DATASET ENTRIES:
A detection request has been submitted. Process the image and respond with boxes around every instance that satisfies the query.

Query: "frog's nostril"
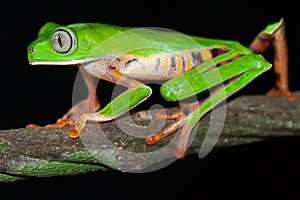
[29,47,35,53]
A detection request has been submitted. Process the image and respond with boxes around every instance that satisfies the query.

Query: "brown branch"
[0,92,300,182]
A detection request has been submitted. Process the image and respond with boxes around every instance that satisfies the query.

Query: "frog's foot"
[26,98,100,128]
[62,98,100,121]
[146,102,199,158]
[26,118,74,128]
[69,113,115,139]
[267,87,297,100]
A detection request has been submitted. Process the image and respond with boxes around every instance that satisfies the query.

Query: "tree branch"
[0,91,300,182]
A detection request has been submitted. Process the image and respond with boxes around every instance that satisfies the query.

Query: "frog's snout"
[29,47,35,53]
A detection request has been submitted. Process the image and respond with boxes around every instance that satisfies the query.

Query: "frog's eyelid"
[51,29,75,54]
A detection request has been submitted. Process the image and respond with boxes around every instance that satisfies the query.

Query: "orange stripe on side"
[200,48,212,61]
[182,50,193,72]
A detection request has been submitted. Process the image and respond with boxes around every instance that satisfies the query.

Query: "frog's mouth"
[29,58,95,65]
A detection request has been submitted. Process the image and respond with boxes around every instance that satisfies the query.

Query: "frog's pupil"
[57,36,62,48]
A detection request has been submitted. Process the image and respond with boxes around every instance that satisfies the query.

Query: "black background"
[0,0,300,199]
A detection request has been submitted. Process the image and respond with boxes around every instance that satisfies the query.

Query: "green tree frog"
[27,19,296,158]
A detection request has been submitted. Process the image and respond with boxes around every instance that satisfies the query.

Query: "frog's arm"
[69,58,152,138]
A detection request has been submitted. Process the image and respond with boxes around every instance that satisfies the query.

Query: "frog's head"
[27,22,123,65]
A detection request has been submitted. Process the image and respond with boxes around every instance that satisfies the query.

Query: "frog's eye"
[51,29,75,53]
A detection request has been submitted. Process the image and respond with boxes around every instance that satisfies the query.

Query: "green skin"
[28,22,280,158]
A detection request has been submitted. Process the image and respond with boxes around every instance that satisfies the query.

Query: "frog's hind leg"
[146,54,271,158]
[250,19,296,99]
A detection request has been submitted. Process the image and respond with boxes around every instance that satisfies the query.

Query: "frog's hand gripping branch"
[146,54,272,158]
[69,62,152,138]
[250,19,296,99]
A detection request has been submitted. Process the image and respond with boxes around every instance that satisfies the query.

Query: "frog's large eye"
[51,29,75,53]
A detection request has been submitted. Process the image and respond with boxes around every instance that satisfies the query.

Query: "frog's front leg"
[61,66,101,121]
[250,19,296,99]
[69,60,152,138]
[26,67,100,128]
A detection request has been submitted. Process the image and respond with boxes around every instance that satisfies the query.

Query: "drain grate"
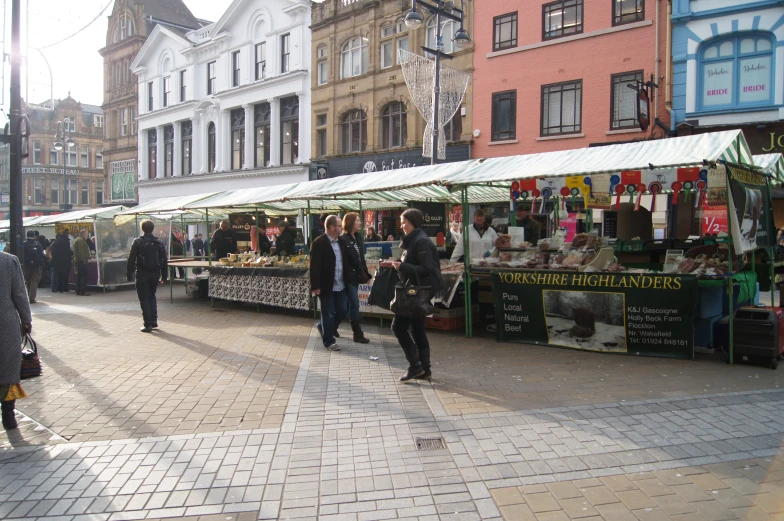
[416,438,446,450]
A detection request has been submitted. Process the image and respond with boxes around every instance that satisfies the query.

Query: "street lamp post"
[52,118,74,212]
[404,0,471,165]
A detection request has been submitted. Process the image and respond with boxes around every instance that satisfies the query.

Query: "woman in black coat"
[50,231,73,293]
[335,212,370,344]
[384,208,445,382]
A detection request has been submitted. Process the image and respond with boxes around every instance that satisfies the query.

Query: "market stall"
[36,206,128,290]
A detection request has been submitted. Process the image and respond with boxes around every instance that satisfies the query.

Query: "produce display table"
[205,261,312,311]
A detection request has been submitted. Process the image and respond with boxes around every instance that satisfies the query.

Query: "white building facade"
[131,0,311,202]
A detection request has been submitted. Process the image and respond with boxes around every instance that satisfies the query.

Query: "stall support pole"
[461,186,474,338]
[204,208,215,307]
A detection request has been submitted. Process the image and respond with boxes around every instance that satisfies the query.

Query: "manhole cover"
[416,438,446,450]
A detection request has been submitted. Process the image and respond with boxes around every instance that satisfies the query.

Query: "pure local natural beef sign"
[493,271,697,358]
[702,56,771,106]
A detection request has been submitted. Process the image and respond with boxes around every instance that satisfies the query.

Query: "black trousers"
[76,262,87,295]
[57,269,71,293]
[136,274,159,326]
[392,315,430,370]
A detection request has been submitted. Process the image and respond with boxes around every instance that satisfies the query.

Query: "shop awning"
[445,130,753,185]
[754,154,784,183]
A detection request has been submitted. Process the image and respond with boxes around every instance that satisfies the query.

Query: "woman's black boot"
[351,320,370,344]
[0,400,19,430]
[400,365,425,382]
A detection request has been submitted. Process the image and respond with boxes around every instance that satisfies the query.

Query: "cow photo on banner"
[727,161,776,255]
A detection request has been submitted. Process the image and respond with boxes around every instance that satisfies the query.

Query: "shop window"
[381,101,406,148]
[280,96,299,165]
[491,90,517,141]
[340,36,368,79]
[613,0,645,25]
[541,80,583,136]
[610,71,642,130]
[163,125,174,177]
[231,109,245,170]
[180,121,193,175]
[493,12,517,51]
[256,42,267,80]
[341,110,367,154]
[253,103,271,168]
[699,34,774,110]
[147,128,158,179]
[542,0,583,40]
[207,122,216,172]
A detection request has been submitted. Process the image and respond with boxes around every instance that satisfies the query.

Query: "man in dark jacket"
[275,219,297,255]
[24,231,45,304]
[127,220,169,333]
[310,215,348,351]
[210,221,237,259]
[50,231,73,293]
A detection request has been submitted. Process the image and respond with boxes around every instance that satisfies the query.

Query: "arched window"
[253,103,271,168]
[280,96,299,165]
[699,34,774,110]
[340,36,368,79]
[316,45,329,85]
[427,16,460,54]
[341,110,367,154]
[381,101,406,148]
[231,109,245,170]
[207,122,215,173]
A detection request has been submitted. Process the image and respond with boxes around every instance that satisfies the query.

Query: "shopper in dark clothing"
[389,208,445,382]
[336,212,370,344]
[50,232,73,293]
[310,215,347,351]
[210,221,237,259]
[127,220,169,333]
[275,220,297,255]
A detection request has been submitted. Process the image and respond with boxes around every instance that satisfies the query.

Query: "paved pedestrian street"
[0,286,784,521]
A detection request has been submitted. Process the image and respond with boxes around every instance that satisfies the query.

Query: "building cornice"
[137,163,310,188]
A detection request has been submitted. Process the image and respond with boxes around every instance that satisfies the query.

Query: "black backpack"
[139,238,163,272]
[24,241,44,268]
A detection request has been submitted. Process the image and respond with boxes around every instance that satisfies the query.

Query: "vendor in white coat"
[451,209,498,262]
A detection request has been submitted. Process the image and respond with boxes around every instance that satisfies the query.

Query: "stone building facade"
[99,0,204,204]
[311,0,473,178]
[22,96,106,217]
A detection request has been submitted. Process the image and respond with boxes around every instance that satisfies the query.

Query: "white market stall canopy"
[446,130,754,185]
[36,206,125,226]
[110,130,754,217]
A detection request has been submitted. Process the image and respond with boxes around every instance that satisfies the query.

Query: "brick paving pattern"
[0,288,784,521]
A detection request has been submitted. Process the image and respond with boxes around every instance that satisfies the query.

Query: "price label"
[702,206,729,235]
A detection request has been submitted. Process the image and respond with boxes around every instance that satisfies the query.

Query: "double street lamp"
[403,0,471,165]
[52,118,76,212]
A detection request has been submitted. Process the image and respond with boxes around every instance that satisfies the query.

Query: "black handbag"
[20,333,43,380]
[368,267,400,310]
[389,272,435,318]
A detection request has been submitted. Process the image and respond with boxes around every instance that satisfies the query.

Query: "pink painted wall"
[471,0,670,157]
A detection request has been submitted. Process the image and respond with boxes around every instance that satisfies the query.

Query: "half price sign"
[702,206,729,235]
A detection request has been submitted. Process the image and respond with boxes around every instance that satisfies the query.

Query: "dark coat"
[210,228,237,259]
[275,227,297,255]
[50,235,73,271]
[398,228,446,294]
[338,233,370,286]
[310,233,346,295]
[126,233,169,282]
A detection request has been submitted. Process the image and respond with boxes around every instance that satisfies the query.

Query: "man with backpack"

WORK TO BE COMPLETED: Update all of the lines above by changing "has been submitted" to "has been received" wherever it occurs, and leave everything else unchanged. Omit the pictures from your answer.

EXERCISE ANSWER:
A detection request has been received. Process the image and respond with boxes around every instance that satisfies the query.

Query: "frog's nostril"
[29,47,35,53]
A detection request has been received. Process the image and respond with boxes around every instance that satisfies the query.

Query: "brown branch"
[0,92,300,182]
A detection request has been received. Process the image and respond with boxes around every instance that satisfies the query.

Query: "frog's foot"
[26,98,100,128]
[62,98,100,121]
[146,102,199,158]
[26,118,74,128]
[69,113,115,139]
[267,87,297,100]
A detection request has been received. Process the image and respond with boxes around every instance that satisfies the query.

Query: "tree branch"
[0,91,300,182]
A detection request has been received. Process the image and respond with boxes around every instance that satisfies the query.

Query: "frog's snout"
[29,47,35,53]
A detection request has been received. Process the image and respond with boxes around every instance that satisfies the query.

Query: "frog's eyelid"
[51,29,75,54]
A detection request has been received. Process the image and respond with boxes around every instance that satisfies the query.

Query: "orange stripe on side"
[200,48,212,61]
[182,50,193,72]
A detection request has been received. Process the image and respond with boxes around every instance that satisfies the query.

Query: "frog's mouth"
[29,58,95,65]
A detection request has been received. Process the image and respond with boxes around every instance that satisfies the query.

Query: "frog's pupil"
[57,36,62,48]
A detection request has been received. Process the image and respond with boxes around every instance that satisfies the query.

Query: "black background"
[0,0,300,199]
A detection request has been received. Process the image and respond with boxes around every instance that satisfies the query.

Query: "green tree frog"
[27,19,296,158]
A detection request has been received. Process the image and respond with boxes around every instance that satisfies the query.

Query: "frog's arm"
[69,58,152,138]
A detection request has been received. Process the image and respond with boxes around every instance that satisfies the query.

Query: "frog's head"
[27,22,123,65]
A detection request has been received. Process the image and respond with boxes around every instance that satisfies the query.

Query: "frog's eye"
[51,29,75,53]
A detection request has been received. Process the image and respond with boxes around every instance that satisfies the query.

Query: "green skin"
[28,22,280,158]
A detection request has been received. Process the image and respond with boxes around every instance that satisfies the query.

Query: "frog's hind leg"
[146,54,271,158]
[250,19,296,99]
A detection request has been received. Process the image and respond with boxes around every instance that satisfies the query.

Query: "frog's hand gripping branch"
[146,54,272,158]
[69,62,152,138]
[250,19,296,99]
A detection request has been received. Process the image and respond with boxes around every instance that satisfies the query.

Query: "frog's large eye"
[51,29,75,53]
A detection request has been received. Process the image and respond with boxes around every instance that satisfies the query.

Query: "frog's front leg"
[61,66,101,121]
[250,19,296,99]
[69,60,152,138]
[26,67,100,128]
A detection request has been received. Process the image and respond with boxes around every instance that satisfies the query.

Query: "drain grate"
[416,438,446,450]
A detection request has been received. Process the image and respond with boxes around every instance that satisfies the query.

Query: "street lamp post"
[52,118,74,212]
[404,0,471,165]
A detection request has been received. Process the image and respond with boxes around every instance that satisfies the query.

Query: "woman in black coat"
[50,231,73,293]
[335,212,370,344]
[384,208,445,382]
A detection request has been received. Process the image and respond with boxes around every instance that satisfies the query.

Query: "market stall"
[36,206,128,290]
A detection request has been received. Process the image and respond with boxes around every instance that satisfies the query.

Query: "produce display table"
[205,261,312,311]
A detection request has been received. Process the image and respond with boxes around every instance that satisfies the query.

Query: "white building facade"
[131,0,311,202]
A detection request has been received. Process the image and respond with boxes around every instance that satisfies the query.

Query: "stall support pole"
[461,186,474,338]
[204,208,215,307]
A detection request has been received. Process the image and respond with boxes around every instance that satisfies the query.

Query: "manhole cover"
[416,438,446,450]
A detection request has been received. Process the image and respond with boxes around every instance that satisfies the query.

Query: "pure local natural beef sign"
[493,271,697,358]
[702,56,771,106]
A detection request has been received. Process the image and respond with boxes around every instance that satisfies the query.

Query: "black trousers"
[76,262,87,295]
[57,269,71,293]
[136,274,159,326]
[392,315,430,370]
A detection request has been received. Process the image and respond with boxes around every instance that satisfies the query.

Query: "shop awning"
[445,130,753,185]
[754,154,784,183]
A detection request has been received. Process the image and respond with boxes around every instance that satisfies the query.

Query: "woman's black boot"
[351,320,370,344]
[0,400,19,430]
[400,365,425,382]
A detection request has been received. Process the image and respond with boxes around every instance that satisfies the query.

Query: "cow photo on banner"
[727,161,776,255]
A detection request has been received. Process the image and respond with boxes around every instance that satisfies the query.

Query: "shop window"
[381,101,406,148]
[280,96,299,165]
[491,90,517,141]
[340,36,368,79]
[613,0,645,25]
[541,80,583,136]
[610,71,642,130]
[163,125,174,177]
[231,109,245,170]
[180,121,193,175]
[493,12,517,51]
[256,42,267,80]
[341,110,367,154]
[253,103,271,168]
[699,34,774,110]
[147,128,158,179]
[542,0,583,40]
[207,122,216,172]
A detection request has been received. Process the image and respond with boxes around every instance that satisfies the query.

Query: "man in dark jacket"
[275,219,297,255]
[24,231,45,304]
[127,220,169,333]
[310,215,348,351]
[210,221,237,259]
[50,231,73,293]
A detection request has been received. Process the image and respond with boxes around every instance that satisfies the query.

Query: "arched window"
[253,103,271,168]
[280,96,299,165]
[699,34,774,110]
[340,36,368,79]
[316,45,329,85]
[427,16,460,54]
[341,110,367,154]
[381,101,406,148]
[231,109,245,170]
[207,122,215,173]
A detection request has been received. Process the image and respond with boxes around every instance that satisfies the query.

Query: "shopper in dark clothing"
[389,208,445,382]
[336,212,370,344]
[50,232,73,293]
[310,215,347,351]
[210,221,237,259]
[127,220,169,333]
[275,220,297,255]
A detection request has been received. Process the image and respond with boxes around every instance that satisfies the query.

Query: "paved pedestrian street"
[0,286,784,521]
A detection request has been received. Process the image and respond with boxes around every instance that satisfies the query.

Query: "building cornice"
[137,163,310,188]
A detection request has been received. Process the image and respond with boxes around every instance that satisfies the query.

Query: "black backpack"
[139,238,163,272]
[24,241,44,268]
A detection request has been received. Process the image and respond with boxes around every instance that satisfies the query.

Query: "vendor in white coat"
[451,209,498,262]
A detection request has been received. Process the image and respond with boxes around every instance that satisfies the query.

Query: "stone building facade"
[99,0,204,204]
[311,0,473,178]
[22,96,106,217]
A detection request has been received. Process the image and respond with boxes around every instance that satisfies the query.

Query: "white market stall canopy"
[446,130,754,185]
[36,206,125,226]
[110,130,754,217]
A detection request has been received. Process the image and respond with boxes around every instance that satisfies the query.

Query: "brick paving pattern"
[0,288,784,521]
A detection request has been received. Process the image and respond with boxes around every instance that satisfies the query.

Query: "price label"
[702,206,729,235]
A detection request has been received. Process the image and respond with boxes around every instance that satisfies the query.

Query: "double street lamp"
[403,0,471,165]
[52,118,76,212]
A detection request has been received. Process the image and respond with boxes around every instance that satisfies the query.

Query: "black handbag"
[20,333,43,380]
[368,267,400,310]
[389,272,435,318]
A detection request has been received. Process the image and respond with boxes around every instance that satisfies the query.

Query: "pink painted wall"
[471,0,670,157]
A detection request has been received. Process the image and respond with boxes around every instance that satisfies the query.

Query: "half price sign"
[702,206,729,235]
A detection request has been received. Process the image and respond with boxes around every instance that satisfies the query.

Query: "dark coat"
[210,228,237,259]
[275,227,297,255]
[50,235,73,271]
[398,228,446,294]
[338,233,370,286]
[310,233,346,295]
[126,233,169,282]
A detection request has been received. Process the image and respond with boxes around every instance that satisfies the query.

Query: "man with backpack"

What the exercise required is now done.